··· DOCUMENT SEGMENT ···
# Total newbie



## Chrissifleet (May 11, 2020)

Hi myself and my partner and two dogs are looking at doing six months in the U.K. six months in Cyprus. Please could someone recommend a reputable estate agent to deal with in Cyprus. We are looking for a two bedroom plus property for under £125000 on the west side of the island either Polis way or Paphos. Easy travelling to a harbour or marina. I run an open water swimming business and thinking of setting up similar in Cyprus and beach. Is there a need for swimming teachers/coaches in Cyprus? How easy is it to get a mooring? Property wise we would love somewhere with a lovely big pool not communal, however would like enough space to put an endless pool in as a plan b. Also weather wise how is it in the winter. Is it very windy? Are the seas swimmable? Any advice welcome and thank you for your time.:clap2:


----------



## David_&_Letitia (Jul 8, 2012)

Hi and welcome to the Forum - the friendliest Expat Forum on the island! I’ve answered some of your questions in red below for ease of reference:



Chrissifleet said:


> Hi myself and my partner and two dogs are looking at doing six months in the U.K. six months in Cyprus.
···
TASKS FOR THIS EXERCISE:
• 1. In the forum thread about living in Cyprus, why does the first poster ask whether swimming teachers and coaches are needed there? Answer in one to three sentences.
• 2. According to the forum thread about living in Cyprus, what is the most the first poster wants to pay for a property?
• 3. Pick up the forum thread about living in Cyprus right after its final line and keep writing it.
None of the rows are needed for this work.
··· MATERIAL SUPPLIED ···
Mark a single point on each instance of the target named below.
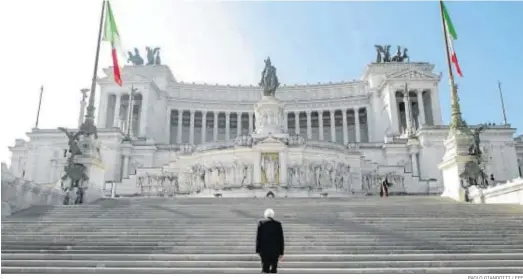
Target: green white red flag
(451, 34)
(111, 35)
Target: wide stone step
(189, 239)
(232, 270)
(247, 242)
(256, 264)
(352, 250)
(252, 257)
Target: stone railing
(18, 194)
(510, 193)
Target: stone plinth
(95, 169)
(454, 160)
(269, 118)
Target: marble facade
(332, 137)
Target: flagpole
(456, 121)
(88, 126)
(502, 103)
(39, 106)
···
THE ANSWERS:
• 1. The poster runs an open water swimming business and is thinking of setting up a similar one in Cyprus.

• 2. Under £125,000.

• 3.
*Just a quick point on this - if you are in Cyprus for more than 186 days per year, you will be subject to Cyprus Tax. The same applies to the UK so you would be well advised to decide which tax regime you would like to subscribe to and spend no more than the maximum allowed in either country.*



Chrissifleet said:


> Please could someone recommend a reputable estate agent to deal with in Cyprus.


*We didn’t buy here when we moved over 5 years ago, so I cannot claim to have personal knowledge of these agents. However, we live in Polis and these are locally based agents which we know and which are, to the best of our knowledge, reputable. If nothing else, perusing their websites will show you what your budget will buy in the Polis/Latchi/Neo Chorio/Argaka areas all of which are within easy reach of marinas. (For mods: I have no financial interests in either of these companies):*

Cyprus Property and villas for sale in Polis, Latchi and Argaka

https://www.a20realestate.com



Chrissifleet said:


> We are looking for a two bedroom plus property for under £125000 on the west side of the island either Polis way or Paphos. Easy travelling to a harbour or marina... Property wise we would love somewhere with a lovely big pool not communal, however would like enough space to put an endless pool in as a plan b.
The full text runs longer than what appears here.